[Coordinate annotation entries]
○ ○ ○ ○
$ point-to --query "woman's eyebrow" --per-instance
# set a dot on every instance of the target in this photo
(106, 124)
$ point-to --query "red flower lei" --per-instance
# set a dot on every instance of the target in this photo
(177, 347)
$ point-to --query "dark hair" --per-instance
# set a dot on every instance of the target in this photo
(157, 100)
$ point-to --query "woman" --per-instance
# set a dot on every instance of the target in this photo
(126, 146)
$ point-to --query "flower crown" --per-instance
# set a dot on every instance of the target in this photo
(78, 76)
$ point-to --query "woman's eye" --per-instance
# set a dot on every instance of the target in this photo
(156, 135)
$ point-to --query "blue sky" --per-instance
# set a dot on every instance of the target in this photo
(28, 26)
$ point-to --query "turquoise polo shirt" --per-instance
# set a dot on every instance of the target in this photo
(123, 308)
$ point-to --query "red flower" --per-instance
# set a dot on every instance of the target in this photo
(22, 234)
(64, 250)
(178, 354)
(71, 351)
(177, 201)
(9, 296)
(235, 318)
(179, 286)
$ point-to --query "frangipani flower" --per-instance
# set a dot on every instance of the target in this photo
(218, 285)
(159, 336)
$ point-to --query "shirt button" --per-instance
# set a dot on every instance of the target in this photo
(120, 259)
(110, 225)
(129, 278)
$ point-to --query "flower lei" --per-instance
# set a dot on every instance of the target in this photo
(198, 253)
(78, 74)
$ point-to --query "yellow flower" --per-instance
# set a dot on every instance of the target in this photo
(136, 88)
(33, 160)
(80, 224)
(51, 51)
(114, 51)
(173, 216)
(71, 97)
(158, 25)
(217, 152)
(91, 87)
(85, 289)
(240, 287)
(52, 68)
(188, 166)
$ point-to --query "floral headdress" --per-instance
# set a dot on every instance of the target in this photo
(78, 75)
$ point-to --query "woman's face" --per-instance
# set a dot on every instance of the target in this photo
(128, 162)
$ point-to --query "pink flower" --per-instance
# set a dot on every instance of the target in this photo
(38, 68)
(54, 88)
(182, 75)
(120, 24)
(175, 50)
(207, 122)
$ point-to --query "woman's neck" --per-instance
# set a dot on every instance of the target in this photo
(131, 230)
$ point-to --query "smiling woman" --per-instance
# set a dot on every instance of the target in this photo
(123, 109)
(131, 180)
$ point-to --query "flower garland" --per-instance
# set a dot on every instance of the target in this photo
○ ○ ○ ○
## DO THIS
Extract all of the data shown above without alteration.

## ANSWER TO THIS EXERCISE
$ point-to --query "woman's eyebrow" --per-instance
# set a dot on every instance of the target in this photo
(106, 124)
$ point-to --query "red flower lei" --per-instance
# set a dot on every instance of the target in this photo
(177, 347)
$ point-to --query "dark hair" --per-instance
# set a dot on every instance of the target in this photo
(157, 100)
$ point-to --query "woman" --per-instance
# set a dot on every instance of the target in this photo
(126, 146)
$ point-to --query "flower crown" --per-instance
# set a dot on every instance of the target in this photo
(78, 76)
$ point-to --query "woman's eye" --per-instance
# set a dot on every instance of the target in this photo
(156, 135)
$ point-to --query "blue sky" --per-instance
# set a dot on every instance of the target in this photo
(28, 26)
$ point-to --query "turquoise polo shirt" --per-instance
# set a dot on every instance of the target in this photo
(123, 308)
$ point-to --query "red flower" --per-instance
# set a dot on every instance of the target in this photo
(22, 234)
(64, 250)
(178, 354)
(71, 351)
(177, 201)
(9, 296)
(235, 318)
(179, 286)
$ point-to --query "frangipani flower" --per-instance
# set a dot on every instance of the target in this photo
(218, 285)
(159, 336)
$ point-to --query "shirt button" --per-instance
# set a dot on every instance of the target in this photo
(120, 259)
(110, 225)
(129, 278)
$ point-to --query "flower lei" --per-instance
# set a dot on every instance of the target in this photo
(198, 253)
(78, 74)
$ point-to --query "yellow flower" --per-instance
# set a dot on every instance of the target in this photo
(136, 88)
(33, 160)
(80, 224)
(51, 51)
(114, 51)
(173, 216)
(71, 97)
(158, 25)
(217, 152)
(91, 87)
(85, 289)
(240, 287)
(52, 68)
(188, 166)
$ point-to --query "floral headdress" --per-instance
# set a dot on every instance of the target in this photo
(78, 75)
$ point-to --query "woman's face" --per-instance
# set a dot on every instance of the target in this photo
(128, 162)
$ point-to --query "pink flower" --per-instance
# set a dot on every instance of the target in this photo
(38, 68)
(54, 88)
(182, 75)
(120, 24)
(175, 50)
(207, 122)
$ point-to --query "woman's neck" --per-instance
# set a dot on every instance of the target in this photo
(131, 230)
$ point-to --query "smiling woman" --per-instance
# set a dot on every instance of the target in this photo
(123, 109)
(131, 180)
$ point-to --query "flower garland" --per-instance
# set a dot on every instance of the target in this photo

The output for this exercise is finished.